> EXTRAIT DU DOCUMENT
__________________________________________________
Écologie et rentabilité, la difficile équation du secteur automobile
En 2020, le président de la République, Emmanuel Macron annonçait un plan de relance de 8 milliards d’euros en faveur du secteur automobile. Un an plus tard et face aux contraintes environnementales auxquelles sont confrontés les constructeurs, l’avenir paraît toujours aussi compliqué pour la filière qui réclame 17,5 nouveaux milliards pour l’aider dans cette transition.
Cela n’avait rien d’une surprise et pourtant le choc a eu lieu. Bruxelles a dévoilé en juillet dernier sa feuille de route pour la réduction des émissions de CO en matière de transports. 2 Entre autres mesures fortes : l’arrêt des ventes de véhicules neufs à moteurs diesel et essence à partir de 2035, la taxation du kérosène à partir de 2023 pour l’aérien et la réforme du marché du carbone au risque de voir certains prix augmenter.
__________________________________________________
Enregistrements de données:
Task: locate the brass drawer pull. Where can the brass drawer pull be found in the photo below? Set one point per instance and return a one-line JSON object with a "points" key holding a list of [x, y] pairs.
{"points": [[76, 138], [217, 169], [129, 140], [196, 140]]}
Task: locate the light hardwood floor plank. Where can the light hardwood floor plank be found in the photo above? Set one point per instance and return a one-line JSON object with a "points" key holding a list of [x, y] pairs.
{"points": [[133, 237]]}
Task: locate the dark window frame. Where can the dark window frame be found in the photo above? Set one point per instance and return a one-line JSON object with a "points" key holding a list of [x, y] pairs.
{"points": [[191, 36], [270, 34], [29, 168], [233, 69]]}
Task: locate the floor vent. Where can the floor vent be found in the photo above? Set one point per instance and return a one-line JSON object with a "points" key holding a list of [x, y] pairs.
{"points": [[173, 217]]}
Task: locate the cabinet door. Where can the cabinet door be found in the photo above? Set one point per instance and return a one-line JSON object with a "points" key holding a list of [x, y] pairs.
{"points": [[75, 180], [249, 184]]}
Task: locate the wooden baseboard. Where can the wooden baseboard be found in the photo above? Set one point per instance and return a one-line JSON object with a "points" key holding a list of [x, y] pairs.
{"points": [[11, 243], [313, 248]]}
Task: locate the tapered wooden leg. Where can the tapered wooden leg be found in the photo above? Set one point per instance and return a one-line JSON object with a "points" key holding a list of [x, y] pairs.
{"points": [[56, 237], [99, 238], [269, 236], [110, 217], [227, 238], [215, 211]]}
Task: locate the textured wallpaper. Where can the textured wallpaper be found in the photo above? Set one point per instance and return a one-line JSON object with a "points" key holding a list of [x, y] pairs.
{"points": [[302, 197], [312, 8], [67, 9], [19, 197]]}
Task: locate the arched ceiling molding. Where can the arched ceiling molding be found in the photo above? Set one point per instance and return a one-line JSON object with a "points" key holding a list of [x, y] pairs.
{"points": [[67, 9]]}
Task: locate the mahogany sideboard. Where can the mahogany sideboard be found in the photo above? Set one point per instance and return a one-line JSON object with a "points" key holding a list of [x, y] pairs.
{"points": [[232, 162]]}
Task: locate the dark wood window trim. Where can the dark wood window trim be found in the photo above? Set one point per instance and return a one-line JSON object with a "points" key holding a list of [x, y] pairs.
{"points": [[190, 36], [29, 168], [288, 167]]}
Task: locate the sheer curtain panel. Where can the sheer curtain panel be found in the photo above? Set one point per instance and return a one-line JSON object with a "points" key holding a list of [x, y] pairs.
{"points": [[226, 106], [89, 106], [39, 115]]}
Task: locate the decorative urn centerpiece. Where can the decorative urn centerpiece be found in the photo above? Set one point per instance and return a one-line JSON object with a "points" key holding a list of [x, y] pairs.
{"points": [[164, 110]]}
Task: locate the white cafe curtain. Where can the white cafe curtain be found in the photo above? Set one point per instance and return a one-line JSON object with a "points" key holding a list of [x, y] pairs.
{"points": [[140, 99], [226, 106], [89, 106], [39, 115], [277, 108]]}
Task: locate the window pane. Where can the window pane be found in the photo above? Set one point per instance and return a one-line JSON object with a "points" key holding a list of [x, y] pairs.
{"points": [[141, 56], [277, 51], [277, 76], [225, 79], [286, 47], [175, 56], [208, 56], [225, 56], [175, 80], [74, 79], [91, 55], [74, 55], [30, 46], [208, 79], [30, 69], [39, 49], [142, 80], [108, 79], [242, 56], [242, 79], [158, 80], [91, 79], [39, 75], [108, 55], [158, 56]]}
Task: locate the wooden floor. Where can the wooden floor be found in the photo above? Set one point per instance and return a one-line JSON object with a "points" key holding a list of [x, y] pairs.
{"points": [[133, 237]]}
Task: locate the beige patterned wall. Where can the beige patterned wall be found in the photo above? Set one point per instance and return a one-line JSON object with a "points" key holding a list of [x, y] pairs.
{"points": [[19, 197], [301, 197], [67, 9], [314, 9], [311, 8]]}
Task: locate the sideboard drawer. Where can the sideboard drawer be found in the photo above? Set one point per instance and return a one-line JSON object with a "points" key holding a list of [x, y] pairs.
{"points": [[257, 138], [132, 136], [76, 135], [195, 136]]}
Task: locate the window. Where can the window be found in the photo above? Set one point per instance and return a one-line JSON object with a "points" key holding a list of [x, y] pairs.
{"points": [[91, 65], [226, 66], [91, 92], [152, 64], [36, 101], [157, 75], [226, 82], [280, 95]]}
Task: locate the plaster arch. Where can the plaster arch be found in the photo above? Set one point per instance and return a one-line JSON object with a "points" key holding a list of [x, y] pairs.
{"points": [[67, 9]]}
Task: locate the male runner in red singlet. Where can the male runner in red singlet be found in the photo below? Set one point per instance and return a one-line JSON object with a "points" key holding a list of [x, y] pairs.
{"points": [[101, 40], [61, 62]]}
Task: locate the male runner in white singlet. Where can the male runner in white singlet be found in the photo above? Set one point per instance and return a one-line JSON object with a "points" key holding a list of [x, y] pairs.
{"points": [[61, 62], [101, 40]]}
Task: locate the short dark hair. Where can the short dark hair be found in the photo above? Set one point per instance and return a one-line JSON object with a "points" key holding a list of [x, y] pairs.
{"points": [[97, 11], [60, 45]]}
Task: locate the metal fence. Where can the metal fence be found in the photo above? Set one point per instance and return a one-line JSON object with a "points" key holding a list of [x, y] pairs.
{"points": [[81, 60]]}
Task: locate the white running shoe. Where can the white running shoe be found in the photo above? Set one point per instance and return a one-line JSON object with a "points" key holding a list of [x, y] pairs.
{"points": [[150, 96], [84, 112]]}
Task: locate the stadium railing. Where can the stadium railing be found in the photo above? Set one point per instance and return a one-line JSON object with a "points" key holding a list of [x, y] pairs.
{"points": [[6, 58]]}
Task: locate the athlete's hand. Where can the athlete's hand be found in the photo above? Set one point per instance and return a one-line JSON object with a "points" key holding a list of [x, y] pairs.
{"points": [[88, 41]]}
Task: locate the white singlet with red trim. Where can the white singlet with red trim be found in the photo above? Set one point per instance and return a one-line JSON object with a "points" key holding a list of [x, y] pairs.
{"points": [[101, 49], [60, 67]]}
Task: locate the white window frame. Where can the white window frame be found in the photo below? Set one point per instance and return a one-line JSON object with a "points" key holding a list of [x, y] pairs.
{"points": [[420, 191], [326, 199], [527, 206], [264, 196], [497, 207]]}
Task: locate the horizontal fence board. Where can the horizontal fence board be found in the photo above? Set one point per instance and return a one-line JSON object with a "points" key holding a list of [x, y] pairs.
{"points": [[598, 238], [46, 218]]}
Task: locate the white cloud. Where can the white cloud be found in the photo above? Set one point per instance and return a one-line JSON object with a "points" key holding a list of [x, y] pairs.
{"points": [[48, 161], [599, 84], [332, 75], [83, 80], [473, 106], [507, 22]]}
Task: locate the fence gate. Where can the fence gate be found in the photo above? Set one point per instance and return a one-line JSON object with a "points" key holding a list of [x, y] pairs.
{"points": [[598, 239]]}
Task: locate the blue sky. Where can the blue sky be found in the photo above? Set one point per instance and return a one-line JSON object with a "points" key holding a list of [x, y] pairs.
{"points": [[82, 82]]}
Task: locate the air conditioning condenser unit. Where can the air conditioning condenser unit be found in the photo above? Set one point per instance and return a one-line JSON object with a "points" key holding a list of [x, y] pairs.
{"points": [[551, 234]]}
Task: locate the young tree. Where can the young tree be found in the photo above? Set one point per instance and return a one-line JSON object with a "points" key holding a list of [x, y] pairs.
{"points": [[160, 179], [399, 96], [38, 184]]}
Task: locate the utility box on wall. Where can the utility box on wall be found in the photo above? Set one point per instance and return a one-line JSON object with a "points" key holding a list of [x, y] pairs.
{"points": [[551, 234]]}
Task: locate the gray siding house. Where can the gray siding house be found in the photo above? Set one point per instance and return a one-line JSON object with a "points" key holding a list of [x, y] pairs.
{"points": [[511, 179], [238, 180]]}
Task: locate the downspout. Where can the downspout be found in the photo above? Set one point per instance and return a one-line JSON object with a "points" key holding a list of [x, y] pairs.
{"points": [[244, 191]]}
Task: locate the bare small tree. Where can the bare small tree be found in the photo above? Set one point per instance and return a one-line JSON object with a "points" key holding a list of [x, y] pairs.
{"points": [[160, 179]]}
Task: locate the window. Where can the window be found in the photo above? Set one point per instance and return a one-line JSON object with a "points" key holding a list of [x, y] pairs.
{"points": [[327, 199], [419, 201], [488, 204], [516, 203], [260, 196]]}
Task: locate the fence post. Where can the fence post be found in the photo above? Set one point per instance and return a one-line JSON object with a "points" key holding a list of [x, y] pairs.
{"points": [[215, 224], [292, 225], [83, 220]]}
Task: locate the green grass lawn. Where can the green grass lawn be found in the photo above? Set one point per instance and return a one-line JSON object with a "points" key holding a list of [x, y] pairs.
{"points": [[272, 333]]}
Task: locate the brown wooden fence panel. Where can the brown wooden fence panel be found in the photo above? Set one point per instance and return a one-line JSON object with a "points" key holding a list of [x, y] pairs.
__________________________________________________
> OBJECTIF VISÉ
Poursuivez l'article sur l'écologie et la rentabilité du secteur automobile en reprenant juste après sa dernière phrase. La liste n'a aucun lien avec l'article sur le secteur automobile.

> RÉSULTAT ATTENDU
UNE TRANSFORMATION NÉCESSAIRE. Ces mesures doivent contribuer à atteindre les objectifs climatiques de l’Union Européenne, mais “elles bénéficieront aux citoyens en réduisant les dépenses énergétiques et en améliorant la qualité de l’air” a expliqué la Commission. Pour autant, le secteur automobile se montre très inquiet quant à l’application de ces nouvelles mesures. En amont des annonces de Bruxelles, le président de la République, Emmanuel Macron a tenu à réunir les constructeurs, équipementiers et partenaires sociaux afin de discuter du plan détaillé mais surtout de l’accompagnement renforcé de l’État à l’ensemble de la filière.
Pour l’Élysée, “il s’agit d’une transformation nécessaire que le Président est prêt à soutenir” a fait savoir le gouvernement. Mais pour la Plateforme Filière Automobile (PFA), “cette accélération va avoir des conséquences dévastatrices” pour le secteur a prévenu son président, Luc Chatel, dans une interview. PFA chiffre d’ailleurs le besoin à 17,5 milliards d’euros sur quatre ans. “Il y a deux scénarios : celui du déclin, avec le risque de voir disparaître 100.000 emplois d’ici à 2035, mais aussi celui du rebond, qui implique un soutien fort de l’État” indiquet-il encore.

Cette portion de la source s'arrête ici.